The task
Your task is to transcribe the data in full.

Dataset entries
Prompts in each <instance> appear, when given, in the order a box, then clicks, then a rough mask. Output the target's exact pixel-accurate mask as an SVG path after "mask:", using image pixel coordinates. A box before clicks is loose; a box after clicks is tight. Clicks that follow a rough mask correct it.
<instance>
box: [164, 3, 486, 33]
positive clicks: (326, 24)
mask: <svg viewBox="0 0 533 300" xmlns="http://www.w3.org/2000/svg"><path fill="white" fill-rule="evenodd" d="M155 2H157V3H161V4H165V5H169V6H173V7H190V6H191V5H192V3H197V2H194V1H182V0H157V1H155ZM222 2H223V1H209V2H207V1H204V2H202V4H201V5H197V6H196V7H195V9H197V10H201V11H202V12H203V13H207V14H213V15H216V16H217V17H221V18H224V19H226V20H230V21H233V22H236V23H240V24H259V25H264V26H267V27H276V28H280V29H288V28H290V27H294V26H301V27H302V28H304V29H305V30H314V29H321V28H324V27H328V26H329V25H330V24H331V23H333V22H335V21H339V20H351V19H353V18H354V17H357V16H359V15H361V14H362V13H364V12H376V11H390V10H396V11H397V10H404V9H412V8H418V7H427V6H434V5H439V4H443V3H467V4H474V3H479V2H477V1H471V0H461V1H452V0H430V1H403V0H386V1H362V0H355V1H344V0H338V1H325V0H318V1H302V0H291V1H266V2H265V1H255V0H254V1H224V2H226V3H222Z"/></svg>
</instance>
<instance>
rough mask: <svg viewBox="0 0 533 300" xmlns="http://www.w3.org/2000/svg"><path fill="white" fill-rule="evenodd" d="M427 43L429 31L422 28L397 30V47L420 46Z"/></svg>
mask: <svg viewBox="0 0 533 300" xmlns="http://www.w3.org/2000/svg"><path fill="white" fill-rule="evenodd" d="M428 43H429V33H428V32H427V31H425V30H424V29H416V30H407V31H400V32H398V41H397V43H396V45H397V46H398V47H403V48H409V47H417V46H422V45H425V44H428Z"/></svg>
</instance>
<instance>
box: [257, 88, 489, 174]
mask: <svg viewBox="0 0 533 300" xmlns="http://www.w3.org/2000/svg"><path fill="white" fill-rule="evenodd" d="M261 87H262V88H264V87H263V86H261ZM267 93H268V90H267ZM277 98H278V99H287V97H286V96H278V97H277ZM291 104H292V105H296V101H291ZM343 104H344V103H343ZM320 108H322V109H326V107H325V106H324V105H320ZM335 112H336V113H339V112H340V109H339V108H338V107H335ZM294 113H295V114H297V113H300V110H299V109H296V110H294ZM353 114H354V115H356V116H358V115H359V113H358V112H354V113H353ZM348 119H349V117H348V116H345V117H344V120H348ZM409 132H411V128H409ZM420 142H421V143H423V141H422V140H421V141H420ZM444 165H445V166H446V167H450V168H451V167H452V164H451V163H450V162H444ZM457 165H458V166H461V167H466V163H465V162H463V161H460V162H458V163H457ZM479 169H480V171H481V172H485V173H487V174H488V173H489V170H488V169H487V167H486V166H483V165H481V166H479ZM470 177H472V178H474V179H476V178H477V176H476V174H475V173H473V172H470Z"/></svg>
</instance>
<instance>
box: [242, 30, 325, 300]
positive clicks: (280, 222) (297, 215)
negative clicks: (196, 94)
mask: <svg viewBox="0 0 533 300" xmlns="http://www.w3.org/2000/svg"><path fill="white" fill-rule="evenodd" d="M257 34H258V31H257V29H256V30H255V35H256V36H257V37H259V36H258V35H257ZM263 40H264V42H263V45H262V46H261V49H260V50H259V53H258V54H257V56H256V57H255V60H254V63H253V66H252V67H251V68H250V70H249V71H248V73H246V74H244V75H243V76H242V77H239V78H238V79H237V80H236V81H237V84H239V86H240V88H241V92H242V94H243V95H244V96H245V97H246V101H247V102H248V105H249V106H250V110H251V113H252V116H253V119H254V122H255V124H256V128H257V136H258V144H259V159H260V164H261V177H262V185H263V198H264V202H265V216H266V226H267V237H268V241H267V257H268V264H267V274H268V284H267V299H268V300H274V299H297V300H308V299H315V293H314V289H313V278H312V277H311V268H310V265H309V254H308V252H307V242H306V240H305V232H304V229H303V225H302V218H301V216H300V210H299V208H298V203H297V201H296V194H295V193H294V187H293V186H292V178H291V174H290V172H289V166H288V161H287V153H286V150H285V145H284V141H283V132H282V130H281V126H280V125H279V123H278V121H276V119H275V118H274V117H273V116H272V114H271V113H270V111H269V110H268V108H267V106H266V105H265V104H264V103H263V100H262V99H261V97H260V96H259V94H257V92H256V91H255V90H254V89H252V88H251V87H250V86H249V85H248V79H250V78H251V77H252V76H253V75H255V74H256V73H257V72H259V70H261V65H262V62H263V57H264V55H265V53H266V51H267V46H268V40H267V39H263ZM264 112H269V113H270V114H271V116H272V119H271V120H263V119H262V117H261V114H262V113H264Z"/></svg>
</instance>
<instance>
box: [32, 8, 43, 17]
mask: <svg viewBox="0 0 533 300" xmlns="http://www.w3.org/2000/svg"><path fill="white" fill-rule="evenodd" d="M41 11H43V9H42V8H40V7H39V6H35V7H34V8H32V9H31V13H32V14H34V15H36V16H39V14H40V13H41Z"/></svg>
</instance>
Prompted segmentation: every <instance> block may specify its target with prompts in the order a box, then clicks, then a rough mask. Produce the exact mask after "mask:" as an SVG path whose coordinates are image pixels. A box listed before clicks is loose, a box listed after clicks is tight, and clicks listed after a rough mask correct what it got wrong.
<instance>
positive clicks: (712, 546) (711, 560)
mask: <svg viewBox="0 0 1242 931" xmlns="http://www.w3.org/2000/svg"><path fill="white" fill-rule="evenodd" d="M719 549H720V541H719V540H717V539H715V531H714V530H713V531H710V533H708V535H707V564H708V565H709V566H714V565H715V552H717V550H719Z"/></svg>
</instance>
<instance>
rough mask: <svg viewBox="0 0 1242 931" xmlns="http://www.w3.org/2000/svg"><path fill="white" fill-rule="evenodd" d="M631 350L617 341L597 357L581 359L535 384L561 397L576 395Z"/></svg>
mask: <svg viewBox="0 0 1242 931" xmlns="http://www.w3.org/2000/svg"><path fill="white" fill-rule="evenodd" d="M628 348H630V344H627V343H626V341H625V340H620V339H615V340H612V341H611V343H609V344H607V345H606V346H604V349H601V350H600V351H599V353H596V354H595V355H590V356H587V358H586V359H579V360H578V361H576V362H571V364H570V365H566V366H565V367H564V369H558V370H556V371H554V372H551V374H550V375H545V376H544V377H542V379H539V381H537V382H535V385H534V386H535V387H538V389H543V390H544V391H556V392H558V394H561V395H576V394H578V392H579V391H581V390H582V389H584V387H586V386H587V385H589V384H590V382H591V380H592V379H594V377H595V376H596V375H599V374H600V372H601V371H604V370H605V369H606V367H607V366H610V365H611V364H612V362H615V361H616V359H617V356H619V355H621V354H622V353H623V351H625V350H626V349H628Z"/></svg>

Task output
Prompts in each <instance> appear, when given, in the order a box, then clicks, then a rough mask. Output the target's exact pixel-accurate mask as an SVG path after "mask:", using image pixel coordinates. A box before clicks is loose; a box after clicks is tight. Clicks that follow a rough mask correct it.
<instance>
box: [164, 3, 486, 33]
positive clicks: (326, 24)
mask: <svg viewBox="0 0 533 300" xmlns="http://www.w3.org/2000/svg"><path fill="white" fill-rule="evenodd" d="M155 2H157V3H161V4H165V5H169V6H173V7H190V6H191V5H192V3H197V2H194V1H182V0H157V1H155ZM222 2H223V1H209V2H207V1H204V2H202V4H201V5H197V6H196V7H195V9H197V10H201V11H202V12H203V13H207V14H213V15H216V16H217V17H221V18H224V19H226V20H230V21H233V22H236V23H240V24H259V25H264V26H267V27H276V28H280V29H288V28H290V27H294V26H301V27H302V28H304V29H305V30H314V29H321V28H324V27H328V26H329V25H330V24H331V23H333V22H335V21H339V20H351V19H353V18H354V17H357V16H359V15H361V14H362V13H364V12H376V11H390V10H396V11H397V10H404V9H412V8H418V7H427V6H434V5H439V4H443V3H467V4H474V3H479V2H477V1H471V0H461V1H452V0H430V1H403V0H386V1H362V0H355V1H344V0H338V1H325V0H318V1H302V0H291V1H266V2H265V1H255V0H254V1H224V2H226V3H222Z"/></svg>
</instance>
<instance>
rough mask: <svg viewBox="0 0 533 300" xmlns="http://www.w3.org/2000/svg"><path fill="white" fill-rule="evenodd" d="M427 43L429 31L422 28L397 30V47L420 46Z"/></svg>
mask: <svg viewBox="0 0 533 300" xmlns="http://www.w3.org/2000/svg"><path fill="white" fill-rule="evenodd" d="M428 43H429V33H428V32H427V31H425V30H424V29H416V30H407V31H400V32H398V41H397V43H396V45H397V46H398V47H403V48H409V47H417V46H422V45H425V44H428Z"/></svg>
</instance>
<instance>
box: [257, 88, 489, 174]
mask: <svg viewBox="0 0 533 300" xmlns="http://www.w3.org/2000/svg"><path fill="white" fill-rule="evenodd" d="M261 87H262V88H264V87H263V86H261ZM267 93H268V90H267ZM277 98H278V99H287V97H286V96H278V97H277ZM291 104H292V105H296V101H291ZM343 104H344V103H343ZM320 108H322V109H326V107H325V106H324V105H320ZM335 112H336V113H339V112H340V109H339V108H338V107H335ZM294 113H295V114H297V113H300V110H299V109H296V110H294ZM353 114H354V115H356V116H358V115H359V113H358V112H354V113H353ZM348 119H349V117H348V116H345V117H344V120H348ZM409 132H411V128H409ZM420 142H421V143H423V141H422V140H421V141H420ZM444 165H445V166H446V167H450V168H451V167H452V164H451V163H450V162H444ZM457 165H458V166H461V167H466V163H465V162H463V161H460V162H458V163H457ZM479 169H480V171H481V172H485V173H487V174H488V173H489V170H488V169H487V167H486V166H483V165H481V166H479ZM470 177H472V178H474V179H476V178H477V176H476V174H475V173H473V172H470Z"/></svg>
</instance>
<instance>
box: [242, 30, 325, 300]
positive clicks: (280, 222) (297, 215)
negative clicks: (196, 94)
mask: <svg viewBox="0 0 533 300" xmlns="http://www.w3.org/2000/svg"><path fill="white" fill-rule="evenodd" d="M257 34H258V31H257V29H256V30H255V35H256V36H257V37H259V36H258V35H257ZM263 40H264V42H263V45H262V46H261V49H260V50H259V53H258V54H257V56H256V57H255V60H254V63H253V66H252V67H251V68H250V70H249V71H248V73H246V74H244V75H243V76H242V77H239V78H238V79H237V80H236V81H237V84H239V86H240V88H241V92H242V94H243V95H244V96H245V97H246V101H247V102H248V105H249V106H250V110H251V113H252V116H253V119H254V122H255V124H256V128H257V136H258V144H259V159H260V164H261V177H262V185H263V198H264V202H265V216H266V226H267V237H268V241H267V257H268V264H267V274H268V284H267V299H268V300H274V299H297V300H308V299H315V293H314V289H313V278H312V277H311V268H310V265H309V254H308V252H307V242H306V240H305V232H304V229H303V225H302V218H301V216H300V210H299V208H298V203H297V201H296V194H295V193H294V187H293V186H292V178H291V174H290V172H289V166H288V161H287V153H286V150H285V145H284V141H283V132H282V130H281V126H280V125H279V123H278V121H276V119H275V118H274V117H273V116H272V114H271V113H270V111H269V110H268V108H267V106H266V105H265V104H264V103H263V100H262V99H261V97H260V96H259V94H257V92H256V91H255V90H254V89H252V88H251V87H250V86H249V85H248V79H250V78H251V77H252V76H253V75H255V74H256V73H257V72H259V70H261V65H262V62H263V57H264V55H265V53H266V51H267V46H268V40H267V39H263ZM264 112H269V113H270V114H271V116H272V119H271V120H263V119H262V117H261V114H262V113H264Z"/></svg>
</instance>
<instance>
box: [32, 8, 43, 17]
mask: <svg viewBox="0 0 533 300" xmlns="http://www.w3.org/2000/svg"><path fill="white" fill-rule="evenodd" d="M41 11H43V9H42V8H40V7H39V6H35V7H34V8H32V9H31V13H32V14H34V15H36V16H39V14H40V13H41Z"/></svg>
</instance>
Prompted segmentation: every <instance> block may specify its target with prompts in the order a box, then clicks, then a rough mask. Produce the exact mask after "mask:" as an SVG path whose coordinates are image pixels. A box listed before clicks is loose, a box listed after clicks is tight, and clicks listed after a rough mask correct what it got wrong.
<instance>
positive clicks: (712, 546) (711, 560)
mask: <svg viewBox="0 0 1242 931" xmlns="http://www.w3.org/2000/svg"><path fill="white" fill-rule="evenodd" d="M719 549H720V541H719V540H717V539H715V531H714V530H713V531H710V533H708V535H707V564H708V565H709V566H714V565H715V552H717V550H719Z"/></svg>
</instance>
<instance>
rough mask: <svg viewBox="0 0 1242 931" xmlns="http://www.w3.org/2000/svg"><path fill="white" fill-rule="evenodd" d="M631 350L617 341L597 357L581 359L535 384L561 397L576 395Z"/></svg>
mask: <svg viewBox="0 0 1242 931" xmlns="http://www.w3.org/2000/svg"><path fill="white" fill-rule="evenodd" d="M628 348H630V344H627V343H626V341H625V340H620V339H615V340H612V341H611V343H609V344H607V345H606V346H604V349H601V350H600V351H599V353H596V354H595V355H590V356H587V358H586V359H579V360H578V361H576V362H571V364H570V365H566V366H565V367H564V369H558V370H556V371H554V372H551V374H550V375H545V376H544V377H542V379H539V381H537V382H535V385H534V386H535V387H538V389H543V390H544V391H556V392H558V394H561V395H576V394H578V392H579V391H581V390H582V389H584V387H586V386H587V385H589V384H590V382H591V380H592V379H594V377H595V376H596V375H599V374H600V372H601V371H604V370H605V369H606V367H607V366H610V365H611V364H612V362H615V361H616V359H617V356H619V355H621V354H622V353H623V351H625V350H626V349H628Z"/></svg>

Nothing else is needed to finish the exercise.